Passage provided Block Start

Firstly, while there can be little doubt that the department store concept is a relic of a different time, even young, forward-thinking brands like Cubitts, whose CEO we interviewed this week, are struggling simply because their business models are exposed to the high street. So it’s not fair to say that business models on already-shaky foundations are the only ones suffering.
Secondly, even retail’s biggest eCommerce success story (at least here in the West) predicts a buoyant future for physical retail once COVID-19 is relegated from the front pages, with Amazon reportedly considering acquiring JC Penney’s estate if the company is unable to avoid the worst outcome. And while Apple revealed that sales overall had increased even with its physical stores closed, it still forged ahead with re-opening 25 locations in the US this week – even with stringent restrictions in place.
So, just like happened around the dawn of eCommerce, people predicting a total retail apocalypse as a result of the pandemic are probably off-base. But the fundamental difference between the two situations is that today you can have a good business model and still go under if you haven’t built the right channels to keep selling in a crisis and beyond.
The jury is now in on what the right channels are during COVID-19: they’re online and social commerce. Adidas has seen a triple-digit increase in sales through its eCommerce storefronts since the pandemic began, and celebrity retail mangate Theo Paphitis (who owns a diverse slate of lingerie, stationery, and homewares businesses here in the UK) believes that the shift to online sales as a primary channel has accelerated by five years in the last few months.

Passage provided Block End

*Aim of the task*
Decide whether each statement agrees with the text on retail during the pandemic, and answer yes or no, quoting the deciding words of the text. (a) Apple re-opened 25 locations in the US. (b) The text holds that only business models on already-shaky foundations are suffering. (c) Adidas has seen a double-digit increase in eCommerce sales since the pandemic began.

Supplied records Block Start

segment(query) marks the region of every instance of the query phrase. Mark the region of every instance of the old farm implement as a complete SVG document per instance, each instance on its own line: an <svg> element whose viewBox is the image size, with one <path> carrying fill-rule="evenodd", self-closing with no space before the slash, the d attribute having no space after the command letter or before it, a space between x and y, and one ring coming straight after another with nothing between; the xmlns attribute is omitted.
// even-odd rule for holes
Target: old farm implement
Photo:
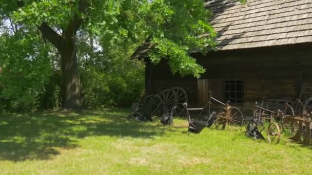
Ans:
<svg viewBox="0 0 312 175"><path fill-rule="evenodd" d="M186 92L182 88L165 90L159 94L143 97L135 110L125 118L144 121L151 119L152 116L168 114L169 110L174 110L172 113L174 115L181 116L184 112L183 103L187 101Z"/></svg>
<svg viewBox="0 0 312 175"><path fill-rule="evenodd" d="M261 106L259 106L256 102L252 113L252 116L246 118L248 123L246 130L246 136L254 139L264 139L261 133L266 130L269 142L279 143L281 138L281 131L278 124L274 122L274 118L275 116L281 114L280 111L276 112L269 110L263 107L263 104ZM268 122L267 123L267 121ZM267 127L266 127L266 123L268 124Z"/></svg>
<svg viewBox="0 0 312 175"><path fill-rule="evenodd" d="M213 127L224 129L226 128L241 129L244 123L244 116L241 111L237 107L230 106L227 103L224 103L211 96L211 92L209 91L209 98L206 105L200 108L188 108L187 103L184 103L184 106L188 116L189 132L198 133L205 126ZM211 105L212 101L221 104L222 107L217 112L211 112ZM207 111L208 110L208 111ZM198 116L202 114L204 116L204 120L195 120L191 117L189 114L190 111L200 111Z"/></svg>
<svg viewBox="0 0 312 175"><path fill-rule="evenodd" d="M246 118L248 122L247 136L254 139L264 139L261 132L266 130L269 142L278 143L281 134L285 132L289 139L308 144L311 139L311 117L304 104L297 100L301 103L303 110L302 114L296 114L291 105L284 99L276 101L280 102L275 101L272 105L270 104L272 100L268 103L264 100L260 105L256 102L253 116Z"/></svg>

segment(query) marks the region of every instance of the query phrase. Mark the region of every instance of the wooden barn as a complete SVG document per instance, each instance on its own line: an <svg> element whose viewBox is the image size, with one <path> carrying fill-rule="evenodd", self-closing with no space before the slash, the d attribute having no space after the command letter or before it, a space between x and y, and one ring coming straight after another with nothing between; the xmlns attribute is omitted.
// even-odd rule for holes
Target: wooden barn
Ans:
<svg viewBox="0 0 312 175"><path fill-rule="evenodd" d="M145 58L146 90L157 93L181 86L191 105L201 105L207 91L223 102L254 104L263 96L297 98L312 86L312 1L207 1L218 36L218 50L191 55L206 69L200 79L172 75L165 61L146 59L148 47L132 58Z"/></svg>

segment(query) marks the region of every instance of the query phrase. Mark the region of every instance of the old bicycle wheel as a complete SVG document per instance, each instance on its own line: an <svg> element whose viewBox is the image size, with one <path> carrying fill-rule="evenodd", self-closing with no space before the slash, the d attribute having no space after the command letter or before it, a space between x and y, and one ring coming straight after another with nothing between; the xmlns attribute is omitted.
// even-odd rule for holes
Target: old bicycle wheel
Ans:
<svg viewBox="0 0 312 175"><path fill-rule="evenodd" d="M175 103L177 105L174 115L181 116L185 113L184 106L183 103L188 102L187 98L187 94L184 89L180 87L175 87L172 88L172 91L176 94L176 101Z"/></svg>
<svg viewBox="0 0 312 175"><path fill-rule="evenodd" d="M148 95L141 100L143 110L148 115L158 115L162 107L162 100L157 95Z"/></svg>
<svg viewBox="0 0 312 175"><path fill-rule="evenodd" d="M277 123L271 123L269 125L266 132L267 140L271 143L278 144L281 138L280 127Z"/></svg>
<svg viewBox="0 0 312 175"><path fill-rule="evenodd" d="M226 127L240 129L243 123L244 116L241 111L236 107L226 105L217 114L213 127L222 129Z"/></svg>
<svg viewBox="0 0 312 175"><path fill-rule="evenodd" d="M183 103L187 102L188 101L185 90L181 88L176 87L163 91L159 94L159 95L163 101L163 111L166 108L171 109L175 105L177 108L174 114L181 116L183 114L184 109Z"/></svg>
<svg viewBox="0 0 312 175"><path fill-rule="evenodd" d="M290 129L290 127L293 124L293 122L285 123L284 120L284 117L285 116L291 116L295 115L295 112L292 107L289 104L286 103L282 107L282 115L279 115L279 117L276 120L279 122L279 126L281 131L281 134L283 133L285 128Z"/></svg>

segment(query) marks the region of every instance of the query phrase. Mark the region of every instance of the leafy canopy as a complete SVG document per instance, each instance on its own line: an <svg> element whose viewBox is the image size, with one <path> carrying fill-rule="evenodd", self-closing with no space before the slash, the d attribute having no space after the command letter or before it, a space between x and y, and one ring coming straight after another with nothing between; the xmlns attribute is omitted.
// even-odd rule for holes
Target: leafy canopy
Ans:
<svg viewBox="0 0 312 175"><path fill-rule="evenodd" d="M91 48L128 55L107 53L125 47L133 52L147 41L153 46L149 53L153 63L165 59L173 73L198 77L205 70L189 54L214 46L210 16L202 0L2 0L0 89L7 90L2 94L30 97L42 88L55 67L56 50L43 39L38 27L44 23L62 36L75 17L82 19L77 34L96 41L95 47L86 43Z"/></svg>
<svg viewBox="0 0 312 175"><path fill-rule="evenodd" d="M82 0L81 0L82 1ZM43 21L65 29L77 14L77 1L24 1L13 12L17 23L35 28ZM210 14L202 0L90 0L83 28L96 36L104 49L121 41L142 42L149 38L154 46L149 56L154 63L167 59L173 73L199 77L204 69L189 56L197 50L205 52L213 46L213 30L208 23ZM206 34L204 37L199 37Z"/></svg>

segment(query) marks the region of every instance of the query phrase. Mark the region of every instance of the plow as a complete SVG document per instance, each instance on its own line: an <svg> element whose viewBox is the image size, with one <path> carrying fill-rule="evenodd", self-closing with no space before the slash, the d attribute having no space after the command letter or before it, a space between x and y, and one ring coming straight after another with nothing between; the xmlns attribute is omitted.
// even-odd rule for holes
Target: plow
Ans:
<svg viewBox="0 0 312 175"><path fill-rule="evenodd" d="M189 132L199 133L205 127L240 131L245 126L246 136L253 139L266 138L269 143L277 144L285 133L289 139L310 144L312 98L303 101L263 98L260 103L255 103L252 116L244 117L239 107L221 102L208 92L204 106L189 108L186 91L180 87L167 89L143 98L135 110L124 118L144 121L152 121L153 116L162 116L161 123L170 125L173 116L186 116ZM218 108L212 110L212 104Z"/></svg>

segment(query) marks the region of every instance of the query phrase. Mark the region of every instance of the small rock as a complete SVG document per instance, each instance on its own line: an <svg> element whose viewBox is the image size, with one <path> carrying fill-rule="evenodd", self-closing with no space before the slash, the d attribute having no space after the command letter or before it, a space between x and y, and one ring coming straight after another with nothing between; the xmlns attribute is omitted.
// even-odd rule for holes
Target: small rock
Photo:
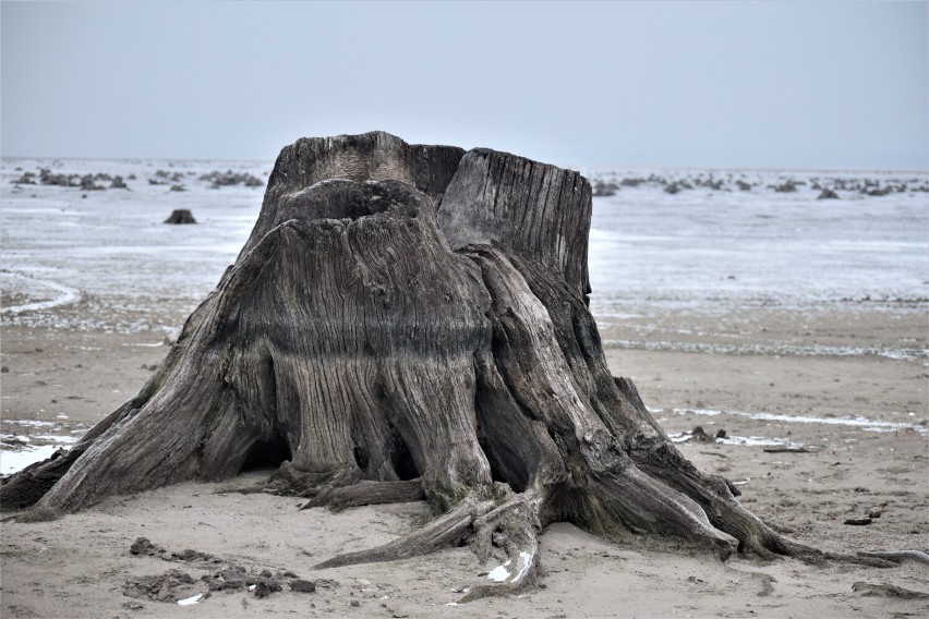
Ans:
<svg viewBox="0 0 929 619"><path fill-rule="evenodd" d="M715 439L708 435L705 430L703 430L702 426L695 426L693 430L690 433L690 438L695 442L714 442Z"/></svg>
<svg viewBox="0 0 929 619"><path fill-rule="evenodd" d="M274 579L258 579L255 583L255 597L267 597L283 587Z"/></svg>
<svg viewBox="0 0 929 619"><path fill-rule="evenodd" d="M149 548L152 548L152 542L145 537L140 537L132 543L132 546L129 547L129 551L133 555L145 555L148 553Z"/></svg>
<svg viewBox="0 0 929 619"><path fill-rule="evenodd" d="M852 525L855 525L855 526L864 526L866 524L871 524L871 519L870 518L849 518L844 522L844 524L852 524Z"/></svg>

Supplied records Block End

*Answer box*
(a) Yes: "it still forged ahead with re-opening 25 locations in the US this week"
(b) No: "it’s not fair to say that business models on already-shaky foundations are the only ones suffering"
(c) No: "Adidas has seen a triple-digit increase in sales through its eCommerce storefronts since the pandemic began"